**Ejercicios propuestos**
**A)** ¿Qué futbolistas se mencionan con su nombre en el texto sobre el equipo venezolano de fútbol?
**B)** Retoma el texto sobre el equipo venezolano de fútbol justo a continuación de su última oración.

En los meses previos, en que tuvimos la oportunidad de conocer a los jugadores en detalle, nos comenzó a preocupar el más destacado de esa generación, César el Mágico González, quien llegó a jugar en las filiales del Villareal. El Mágico que tomó su apodo de un gran jugador salvadoreño, era especialmente habilidoso con la pelota y tenía una contextura física por encima del promedio, lo que le hacía sobresalir en esa división. Era atrevido y soberbio, lo que en ocasiones es útil para enfrentar los rivales de alta envergadura. Pero en el camino, su indisciplina y su poca capacidad de integrarse al grupo comenzó a incomodar. Un mes antes tocó repensar la nómina final. Consultamos con los compañeros de equipo y concluimos que, efectivamente, era un factor de riesgo para el funcionamiento colectivo en que apostábamos todas las fichas: Venezuela no iba a ganar torneos internacionales por grandes figuras, sino por tener un equipo sólido que pudiese contrarrestar colectivamente a las estrellas de Brasil, Argentina, etc. Así que decidimos, contra la opinión de la prensa que nos cuestionó, prescindir del jugador promesa.

Salomón Rondón era el siguiente jugador más destacado para ese momento, y parte de la tarea fue mostrarle que su presencia era muy valorada, pero que nos servía solo en la medida en que él aprendiese a encajar dentro del esquema de juego, que entre otras cosas, implicaba entenderse con otro delantero ambicioso y complejo como lo era Yonathan Del Valle, quien luego se convirtió en goleador en Portugal y Turquía.

**Datos proporcionados**
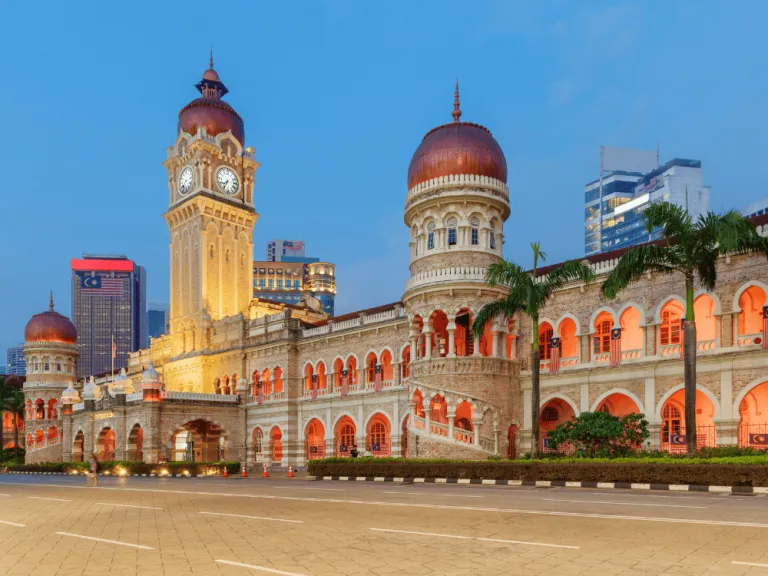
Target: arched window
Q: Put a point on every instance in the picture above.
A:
(671, 328)
(545, 337)
(430, 236)
(452, 225)
(474, 225)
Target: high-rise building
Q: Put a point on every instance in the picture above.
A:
(15, 363)
(108, 301)
(288, 275)
(614, 203)
(157, 320)
(278, 250)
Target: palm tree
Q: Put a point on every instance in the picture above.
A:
(529, 293)
(689, 248)
(15, 405)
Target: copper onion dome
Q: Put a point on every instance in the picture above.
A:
(50, 326)
(457, 148)
(210, 110)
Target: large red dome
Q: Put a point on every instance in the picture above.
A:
(457, 148)
(210, 110)
(50, 326)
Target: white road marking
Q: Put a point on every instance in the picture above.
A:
(307, 488)
(254, 517)
(476, 538)
(623, 503)
(140, 546)
(434, 506)
(260, 568)
(433, 494)
(128, 506)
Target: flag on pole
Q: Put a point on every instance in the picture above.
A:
(554, 356)
(344, 382)
(615, 347)
(377, 379)
(765, 327)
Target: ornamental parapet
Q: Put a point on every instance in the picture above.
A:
(483, 184)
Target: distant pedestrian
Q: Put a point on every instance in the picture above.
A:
(92, 474)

**Respuestas esperadas**
**A)**
- César "el Mágico" González
- Salomón Rondón
- Yonathan Del Valle

**B)**
El escritor inglés Cyril Connolly, parafraseó un viejo adagio diciendo “A quien los dioses quieren destruir, primero lo confunden, diciéndole que es una joven promesa”. César González continuó en el fútbol venezolano unas pocas temporadas. Pero rápidamente lo que destacó fue su indisciplina; en varios momentos desapareció durante semanas de entrenamientos. En varias ocasiones lo contactamos para intentar ofrecerle apoyo. No hubo manera. Un día desvaneció definitivamente del panorama deportivo de manera misteriosa, hasta unos años después en que volvió a aparecer, pero entre la lista de los delincuentes más buscados, por ser parte de una banda de robo de autos[2].

Es difícil reconciliar el contraste entre César y sus compañeros. El talento natural, el atrevimiento, la ambición juvenil, pueden ser claves para el crecimiento o para la autodestrucción. Su capacidad de generar relaciones constructivas con el entorno, la consideración hacia el otro, la constancia y la fibra ética de la persona son claves para que esa energía vaya en una dirección u otra.

La triste historia de César remarca algunas señas del trabajo realizado. No fue por talento natural o por inspiración que se lograron resultados. Fueron muchos años de trabajo sostenido, buscando transformar estructuras, desarrollar profesionales de distintas áreas, generar vínculos con el fútbol internacional, potenciar el trabajo en equipo, aprender de la experiencia y elevar nuestro nivel en todos los terrenos, lo que nos permitió competir con las mejores selecciones del mundo. El contraste entre El mágico González y Salomón Rondón resulta paradigmático en la Venezuela actual.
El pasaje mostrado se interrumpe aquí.